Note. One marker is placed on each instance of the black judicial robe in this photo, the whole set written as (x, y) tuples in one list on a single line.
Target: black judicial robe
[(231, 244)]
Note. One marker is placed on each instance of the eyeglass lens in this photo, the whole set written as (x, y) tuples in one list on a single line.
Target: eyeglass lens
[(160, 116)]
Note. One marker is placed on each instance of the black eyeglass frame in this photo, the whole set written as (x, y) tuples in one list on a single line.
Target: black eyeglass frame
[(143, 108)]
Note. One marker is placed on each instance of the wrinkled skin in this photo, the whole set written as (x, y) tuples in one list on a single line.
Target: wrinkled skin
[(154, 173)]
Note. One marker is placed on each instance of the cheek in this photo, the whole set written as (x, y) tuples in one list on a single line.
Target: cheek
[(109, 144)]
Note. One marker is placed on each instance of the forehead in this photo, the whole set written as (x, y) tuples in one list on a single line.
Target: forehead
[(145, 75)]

_ _ _ _ _

Convert the records above into a two-column CSV with the header row "prompt,points", giving one row per record. Put each record's text in "prompt" and its answer in "points", wrap every field in double quotes, and replace line breaks with spaces.

** ANSWER TO THIS PROBLEM **
prompt,points
"Note. One marker is placed on each instance of the black judicial robe in this photo, the whole set written as (x, y) tuples in one list on a single line. Target: black judicial robe","[(231, 244)]"
"Note. One marker is placed on each instance of the eyeglass lens in this photo, the whole set written as (x, y) tuples in one list on a single line. Target: eyeglass lens","[(160, 116)]"
"Note. One marker is placed on each instance of the black eyeglass frame in this photo, the whole set written as (x, y) tuples in one list on a single line. Target: black eyeglass frame","[(143, 108)]"
"Note. One marker is placed on each instance of the wrinkled skin in this photo, the whole set written as (x, y) tuples in one list on a single line. Target: wrinkled skin","[(154, 173)]"
"Note. One marker is placed on each instance of the cheek in this photo, the whole set written as (x, y) tuples in one list on a single line. Target: cheek","[(109, 144)]"
"Note. One marker is placed on each instance of the forehead in this photo, the whole set written as (x, y) tuples in one list on a single line. Target: forehead","[(145, 75)]"